• Document segment:

While claiming with Marx that society is determined by productive forces within the economy ‘in the last instance’, Althusser conceived of economic determination itself in terms of a complex of interrelated structures exercising various economic, political, and ideological forces within the social body. Within each of these levels of social reality, transformation is effected by specific processes of ‘contradiction’ between the relevant productive forces and production relations. But the coexistence and inseparability of these processes within the social whole means that there can be no single dominant dialectical force propelling social development—rather, social formation is ‘overdetermined’ by an intricate dynamic resulting from the interaction of heterogeneous ‘practices’. Furthermore, as a result of the relative autonomy of individual structures and the possibility of their uneven development, a plurality of institutional and social forms is compatible with the notion of economic determinism.
Althusser was an important figure in the extension of Marxist arguments to related fields of philosophy and the social sciences. In particular, he pioneered an epistemological theory according to which knowledge is conceived as a practice of conceptual production rather than the discovery of an external order. Althusser's selective reading of Marx and his attempt to marry Marxist materialism with causal pluralism have been controversial yet highly influential contributions to neo-Marxist debate.
SW 
altruism
Benefiting other persons or interestbearers. The common contrast with selfishness reveals some variations in the understanding of altruism, which may refer to a disposition, to an intention, or to behaviour. Hence an altruistic person might intend to benefit others, but fail to do so when executing that intention. Altruism is sometimes understood as giving more consideration to others than oneself and sometimes as giving equal consideration to oneself and others. Since there are commonly more ‘others’ than the decision-maker, the distinction usually lacks practical importance, but it may be significant in two-person cases. In discussions informed by
game theory
, a contrast is drawn between reciprocal altruism and universal altruism. Reciprocal altruists display that behaviour towards those from whom they have received it, or from whom they expect to receive it. Universal altruism, often seen as the central ethical prescription of Christianity, is unconditional. In sociobiological applications, it can be shown that the survival chances of individuals and groups depend not only on the incidence of selfishness and altruism, but also on the type of altruism in question.

• Material provided:

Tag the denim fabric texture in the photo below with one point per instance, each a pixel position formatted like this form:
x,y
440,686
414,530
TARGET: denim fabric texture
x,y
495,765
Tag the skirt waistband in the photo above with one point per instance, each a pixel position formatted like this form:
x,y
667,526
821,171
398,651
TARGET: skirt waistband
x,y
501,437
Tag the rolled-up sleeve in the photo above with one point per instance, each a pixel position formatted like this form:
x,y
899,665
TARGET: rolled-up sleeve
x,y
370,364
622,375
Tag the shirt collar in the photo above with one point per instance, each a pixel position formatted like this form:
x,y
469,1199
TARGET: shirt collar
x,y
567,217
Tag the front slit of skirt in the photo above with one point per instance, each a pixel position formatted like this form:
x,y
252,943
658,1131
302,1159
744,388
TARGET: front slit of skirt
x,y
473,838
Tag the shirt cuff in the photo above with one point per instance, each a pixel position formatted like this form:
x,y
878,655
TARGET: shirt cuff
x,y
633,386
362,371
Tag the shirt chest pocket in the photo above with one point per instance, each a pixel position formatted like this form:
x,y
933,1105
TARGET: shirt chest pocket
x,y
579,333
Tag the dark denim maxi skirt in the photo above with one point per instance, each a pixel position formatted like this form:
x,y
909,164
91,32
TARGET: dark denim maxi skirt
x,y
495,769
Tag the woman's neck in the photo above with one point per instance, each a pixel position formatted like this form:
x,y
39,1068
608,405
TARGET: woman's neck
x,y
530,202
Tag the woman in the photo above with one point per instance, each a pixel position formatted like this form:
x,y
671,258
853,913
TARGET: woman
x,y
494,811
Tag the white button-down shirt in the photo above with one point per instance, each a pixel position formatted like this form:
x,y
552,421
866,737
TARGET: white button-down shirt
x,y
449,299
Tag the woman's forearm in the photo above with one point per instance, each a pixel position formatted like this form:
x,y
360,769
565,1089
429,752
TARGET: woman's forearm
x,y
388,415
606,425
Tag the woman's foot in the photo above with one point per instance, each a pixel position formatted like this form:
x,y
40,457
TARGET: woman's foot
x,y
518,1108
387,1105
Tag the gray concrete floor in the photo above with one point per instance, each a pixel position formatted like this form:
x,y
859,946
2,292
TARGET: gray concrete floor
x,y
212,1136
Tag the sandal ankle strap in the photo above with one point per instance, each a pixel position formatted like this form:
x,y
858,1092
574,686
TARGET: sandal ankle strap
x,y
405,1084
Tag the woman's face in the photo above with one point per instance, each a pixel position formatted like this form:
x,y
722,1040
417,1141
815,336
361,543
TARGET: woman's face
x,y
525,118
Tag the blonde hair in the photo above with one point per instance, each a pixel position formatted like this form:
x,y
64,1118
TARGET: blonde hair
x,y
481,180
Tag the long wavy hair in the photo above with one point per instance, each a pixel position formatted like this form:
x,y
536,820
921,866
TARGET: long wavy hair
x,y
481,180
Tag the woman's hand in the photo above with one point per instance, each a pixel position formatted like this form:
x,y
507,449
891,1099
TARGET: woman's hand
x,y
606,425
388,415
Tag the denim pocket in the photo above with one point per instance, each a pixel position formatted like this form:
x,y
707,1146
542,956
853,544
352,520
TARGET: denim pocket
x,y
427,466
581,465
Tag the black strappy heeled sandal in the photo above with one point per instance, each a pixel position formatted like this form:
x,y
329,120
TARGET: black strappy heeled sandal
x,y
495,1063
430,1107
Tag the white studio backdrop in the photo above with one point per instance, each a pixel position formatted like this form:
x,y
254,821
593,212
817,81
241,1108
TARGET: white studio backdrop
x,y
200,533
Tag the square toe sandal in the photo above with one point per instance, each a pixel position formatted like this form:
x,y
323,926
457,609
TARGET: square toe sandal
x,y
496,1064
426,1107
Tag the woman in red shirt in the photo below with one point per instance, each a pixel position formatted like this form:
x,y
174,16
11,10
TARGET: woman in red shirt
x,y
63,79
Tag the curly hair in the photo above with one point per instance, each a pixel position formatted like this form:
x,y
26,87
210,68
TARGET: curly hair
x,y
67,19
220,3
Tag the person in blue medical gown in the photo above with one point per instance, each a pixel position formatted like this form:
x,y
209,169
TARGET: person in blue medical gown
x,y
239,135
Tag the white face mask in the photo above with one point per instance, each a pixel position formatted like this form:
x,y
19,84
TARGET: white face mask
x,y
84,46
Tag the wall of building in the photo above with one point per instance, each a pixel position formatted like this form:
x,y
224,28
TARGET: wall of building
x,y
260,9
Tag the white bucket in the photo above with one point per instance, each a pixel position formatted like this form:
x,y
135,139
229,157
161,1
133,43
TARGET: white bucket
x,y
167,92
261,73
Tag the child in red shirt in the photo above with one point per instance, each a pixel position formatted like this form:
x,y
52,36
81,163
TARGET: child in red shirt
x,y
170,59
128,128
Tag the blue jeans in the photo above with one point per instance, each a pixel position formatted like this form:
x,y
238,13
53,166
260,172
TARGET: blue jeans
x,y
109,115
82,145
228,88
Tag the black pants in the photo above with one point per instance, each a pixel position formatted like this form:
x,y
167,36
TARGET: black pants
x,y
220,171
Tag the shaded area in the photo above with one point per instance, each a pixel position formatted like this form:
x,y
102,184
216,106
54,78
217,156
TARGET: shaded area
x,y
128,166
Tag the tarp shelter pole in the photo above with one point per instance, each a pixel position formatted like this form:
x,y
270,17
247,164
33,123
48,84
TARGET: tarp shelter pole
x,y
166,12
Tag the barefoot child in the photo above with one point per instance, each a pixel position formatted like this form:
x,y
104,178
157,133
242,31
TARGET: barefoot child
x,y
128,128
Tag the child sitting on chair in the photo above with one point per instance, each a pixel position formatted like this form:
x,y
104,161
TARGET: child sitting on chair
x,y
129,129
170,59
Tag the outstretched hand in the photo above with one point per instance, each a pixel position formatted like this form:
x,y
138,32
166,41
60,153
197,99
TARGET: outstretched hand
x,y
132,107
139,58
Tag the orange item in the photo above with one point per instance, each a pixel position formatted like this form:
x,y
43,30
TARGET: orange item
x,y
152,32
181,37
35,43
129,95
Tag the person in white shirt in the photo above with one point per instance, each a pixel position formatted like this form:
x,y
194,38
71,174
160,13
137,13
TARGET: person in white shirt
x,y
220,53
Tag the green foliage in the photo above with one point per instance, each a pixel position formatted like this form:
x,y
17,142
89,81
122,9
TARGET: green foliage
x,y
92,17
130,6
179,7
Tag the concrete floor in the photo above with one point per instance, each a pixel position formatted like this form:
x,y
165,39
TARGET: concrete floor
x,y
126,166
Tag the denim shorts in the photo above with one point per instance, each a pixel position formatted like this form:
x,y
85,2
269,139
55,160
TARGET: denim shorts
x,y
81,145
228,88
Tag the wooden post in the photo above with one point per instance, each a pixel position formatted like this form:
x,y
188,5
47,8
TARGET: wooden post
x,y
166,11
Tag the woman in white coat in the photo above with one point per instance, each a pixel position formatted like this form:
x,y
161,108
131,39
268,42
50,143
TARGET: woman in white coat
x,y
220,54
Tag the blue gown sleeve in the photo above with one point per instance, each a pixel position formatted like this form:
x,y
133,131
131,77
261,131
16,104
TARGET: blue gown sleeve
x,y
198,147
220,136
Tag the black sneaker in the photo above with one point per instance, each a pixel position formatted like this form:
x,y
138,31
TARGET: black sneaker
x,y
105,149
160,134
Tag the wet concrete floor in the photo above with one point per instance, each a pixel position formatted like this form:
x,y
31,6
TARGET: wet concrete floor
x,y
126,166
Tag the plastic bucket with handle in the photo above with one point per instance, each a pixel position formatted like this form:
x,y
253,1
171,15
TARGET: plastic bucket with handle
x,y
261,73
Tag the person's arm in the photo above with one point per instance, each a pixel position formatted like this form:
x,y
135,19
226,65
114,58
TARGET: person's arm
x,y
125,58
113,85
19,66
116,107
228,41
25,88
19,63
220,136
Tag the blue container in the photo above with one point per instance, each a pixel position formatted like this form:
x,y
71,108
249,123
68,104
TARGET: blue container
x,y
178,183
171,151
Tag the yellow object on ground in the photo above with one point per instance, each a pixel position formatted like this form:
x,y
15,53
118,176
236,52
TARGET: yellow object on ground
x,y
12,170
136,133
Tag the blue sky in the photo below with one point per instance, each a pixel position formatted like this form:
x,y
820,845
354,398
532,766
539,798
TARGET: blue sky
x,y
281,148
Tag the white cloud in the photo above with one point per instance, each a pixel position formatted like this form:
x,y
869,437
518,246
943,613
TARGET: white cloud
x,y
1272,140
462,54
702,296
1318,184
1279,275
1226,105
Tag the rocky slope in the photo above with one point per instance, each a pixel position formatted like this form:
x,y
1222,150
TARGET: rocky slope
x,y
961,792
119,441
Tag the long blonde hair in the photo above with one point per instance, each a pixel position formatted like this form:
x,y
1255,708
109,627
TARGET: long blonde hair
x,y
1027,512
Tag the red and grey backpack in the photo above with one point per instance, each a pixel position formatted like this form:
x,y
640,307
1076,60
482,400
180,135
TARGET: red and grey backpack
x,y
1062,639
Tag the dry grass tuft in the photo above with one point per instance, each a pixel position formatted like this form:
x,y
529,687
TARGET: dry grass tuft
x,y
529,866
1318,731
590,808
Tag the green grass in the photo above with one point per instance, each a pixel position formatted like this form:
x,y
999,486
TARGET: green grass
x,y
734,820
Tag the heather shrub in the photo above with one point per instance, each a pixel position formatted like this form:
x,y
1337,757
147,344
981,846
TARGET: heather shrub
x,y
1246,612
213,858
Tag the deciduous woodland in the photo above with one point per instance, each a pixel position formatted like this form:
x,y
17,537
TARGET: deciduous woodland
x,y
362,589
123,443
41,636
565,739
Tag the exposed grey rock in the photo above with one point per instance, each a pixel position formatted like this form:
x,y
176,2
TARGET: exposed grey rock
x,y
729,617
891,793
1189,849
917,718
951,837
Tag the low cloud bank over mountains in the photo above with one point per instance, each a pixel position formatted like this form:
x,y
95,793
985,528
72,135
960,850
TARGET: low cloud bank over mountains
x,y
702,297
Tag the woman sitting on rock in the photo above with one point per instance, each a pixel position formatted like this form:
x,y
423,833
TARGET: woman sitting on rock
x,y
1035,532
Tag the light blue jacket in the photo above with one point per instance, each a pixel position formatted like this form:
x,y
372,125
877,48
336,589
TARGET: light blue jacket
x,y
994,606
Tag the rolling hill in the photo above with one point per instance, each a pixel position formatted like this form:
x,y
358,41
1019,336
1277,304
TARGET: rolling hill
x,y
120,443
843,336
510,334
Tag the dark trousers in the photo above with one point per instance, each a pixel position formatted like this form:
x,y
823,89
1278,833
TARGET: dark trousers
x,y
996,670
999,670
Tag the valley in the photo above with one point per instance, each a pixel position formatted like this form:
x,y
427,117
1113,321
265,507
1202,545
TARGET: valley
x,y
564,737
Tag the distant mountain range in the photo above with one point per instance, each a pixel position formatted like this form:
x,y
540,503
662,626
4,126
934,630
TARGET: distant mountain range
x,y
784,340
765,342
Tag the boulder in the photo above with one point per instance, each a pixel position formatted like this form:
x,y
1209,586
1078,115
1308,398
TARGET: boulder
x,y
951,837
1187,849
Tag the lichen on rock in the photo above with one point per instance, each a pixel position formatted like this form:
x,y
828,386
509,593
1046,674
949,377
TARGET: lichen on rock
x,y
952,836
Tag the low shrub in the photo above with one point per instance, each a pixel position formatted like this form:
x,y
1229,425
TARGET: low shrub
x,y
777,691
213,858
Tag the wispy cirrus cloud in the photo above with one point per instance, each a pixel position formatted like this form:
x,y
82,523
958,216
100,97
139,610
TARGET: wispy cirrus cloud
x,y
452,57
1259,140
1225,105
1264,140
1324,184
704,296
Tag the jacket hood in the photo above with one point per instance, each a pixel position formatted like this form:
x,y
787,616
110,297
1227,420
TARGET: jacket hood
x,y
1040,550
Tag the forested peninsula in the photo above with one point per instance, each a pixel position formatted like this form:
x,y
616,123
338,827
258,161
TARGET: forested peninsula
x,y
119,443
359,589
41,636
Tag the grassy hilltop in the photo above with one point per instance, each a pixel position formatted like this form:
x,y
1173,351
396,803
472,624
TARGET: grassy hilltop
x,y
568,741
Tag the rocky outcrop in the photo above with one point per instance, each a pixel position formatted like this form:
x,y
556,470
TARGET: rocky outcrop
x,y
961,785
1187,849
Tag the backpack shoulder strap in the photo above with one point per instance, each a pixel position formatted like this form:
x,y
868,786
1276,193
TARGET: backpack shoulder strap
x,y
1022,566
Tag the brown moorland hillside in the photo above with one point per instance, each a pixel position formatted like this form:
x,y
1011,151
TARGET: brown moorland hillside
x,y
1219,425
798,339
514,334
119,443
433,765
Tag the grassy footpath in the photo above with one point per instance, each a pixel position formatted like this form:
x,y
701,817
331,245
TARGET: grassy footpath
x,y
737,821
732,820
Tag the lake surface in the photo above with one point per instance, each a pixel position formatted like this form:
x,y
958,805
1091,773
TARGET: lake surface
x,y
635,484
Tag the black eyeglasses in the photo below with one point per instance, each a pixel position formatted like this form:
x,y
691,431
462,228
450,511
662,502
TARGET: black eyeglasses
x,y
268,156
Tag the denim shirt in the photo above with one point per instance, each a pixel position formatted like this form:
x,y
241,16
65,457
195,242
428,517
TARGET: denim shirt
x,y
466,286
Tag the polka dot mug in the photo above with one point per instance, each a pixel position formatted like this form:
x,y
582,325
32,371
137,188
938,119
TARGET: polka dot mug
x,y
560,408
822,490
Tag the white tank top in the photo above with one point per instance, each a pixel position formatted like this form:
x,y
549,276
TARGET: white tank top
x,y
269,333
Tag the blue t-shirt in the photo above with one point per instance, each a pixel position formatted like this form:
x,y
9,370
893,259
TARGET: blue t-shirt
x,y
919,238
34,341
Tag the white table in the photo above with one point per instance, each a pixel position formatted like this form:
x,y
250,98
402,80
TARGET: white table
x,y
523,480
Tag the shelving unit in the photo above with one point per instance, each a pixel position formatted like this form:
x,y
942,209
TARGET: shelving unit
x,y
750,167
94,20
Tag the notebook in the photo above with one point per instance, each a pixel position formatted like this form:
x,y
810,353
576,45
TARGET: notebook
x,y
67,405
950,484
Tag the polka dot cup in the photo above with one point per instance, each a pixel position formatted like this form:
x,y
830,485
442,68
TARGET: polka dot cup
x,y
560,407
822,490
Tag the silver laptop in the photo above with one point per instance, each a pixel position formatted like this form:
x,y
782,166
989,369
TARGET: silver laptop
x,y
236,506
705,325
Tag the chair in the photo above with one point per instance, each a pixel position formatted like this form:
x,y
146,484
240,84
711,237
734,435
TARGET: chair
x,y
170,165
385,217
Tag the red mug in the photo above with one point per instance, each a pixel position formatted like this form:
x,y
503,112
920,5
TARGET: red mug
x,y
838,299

• Check your understanding:
**A.** In the text on Althusser and altruism, condense the paragraph beginning "Althusser was an important figure" into a short bulleted list that keeps its main facts.
**B.** Carry on the text on Althusser and altruism, picking up after its final sentence.

• Answers to the tasks:
**A.**
- Althusser helped extend Marxist arguments into related areas of philosophy and the social sciences.
- He pioneered an epistemological theory that treats knowledge as a practice of conceptual production, not the discovery of an external order.
- His selective reading of Marx and his effort to combine Marxist materialism with causal pluralism were controversial but highly influential in neo-Marxist debate.

**B.**
AR 
amenity
Term denoting, in a very broad way, the public benefits accruing from the condition of a place, such as aesthetic beauty, clean air and water, or good street lighting. The function of the concept of amenity is therefore to embrace those factors in a decision about environmental development which are excluded from, and sometimes in contradiction to, considerations of commercial productivity.
In UK politics, the ‘amenity clause’—a requirement that public bodies pay due regard to the interests of amenity—was first mentioned in legislation concerned with hydroelectric power in Scotland in 1943. It became a general duty of all public bodies with respect to the countryside in 1968, though the requirement necessarily weakened during the acts of privatization during the 1980s, being replaced by a number of regulative and ‘watchdog’ bodies.
The ‘amenity movement’ refers to private organizations defending the interests of amenity, especially pressure groups concerned with particular towns or areas. The number of these grew rapidly in the 1970s. See also
public good
.
LA 
America
Often used to refer solely to the United States of America, the term has far richer connotations. The most positive of these centre upon concepts of liberation, purity, novelty, and separation. A minority of early Spanish writers viewed orderly pre-Columban polities as signs of the uniformity and wholeness of natural creation. However, displacement of indigenous peoples, and the creation of independent republics across most of the continent following wars of liberation between 1775 and 1830, made America synonymous, throughout the nineteenth century, with the ideal of republican government within open frontiers. For tens of millions of Europeans, chafing at urban industrialism and autocratic rule, free migration and expanding American agriculture permitted some realization of this ideal, most of all in Canada, the United States, and the southern states of Latin America. But the ideal of liberation was always denied by widespread slavery and coerced labour affecting many millions of Africans and native Americans. Like the ideal of liberty, that of purity, wilderness, or naturalness also came under stress in the twentieth century as urbanization and unprecedentedly energy-intensive and consumerist patterns of industrialization took hold while frontiers closed. Finally, American claims to novelty and separation from a corrupt Old World wore thin. Already, in 1893, Oscar Wilde could jibe that ‘the youth of America is their oldest tradition’.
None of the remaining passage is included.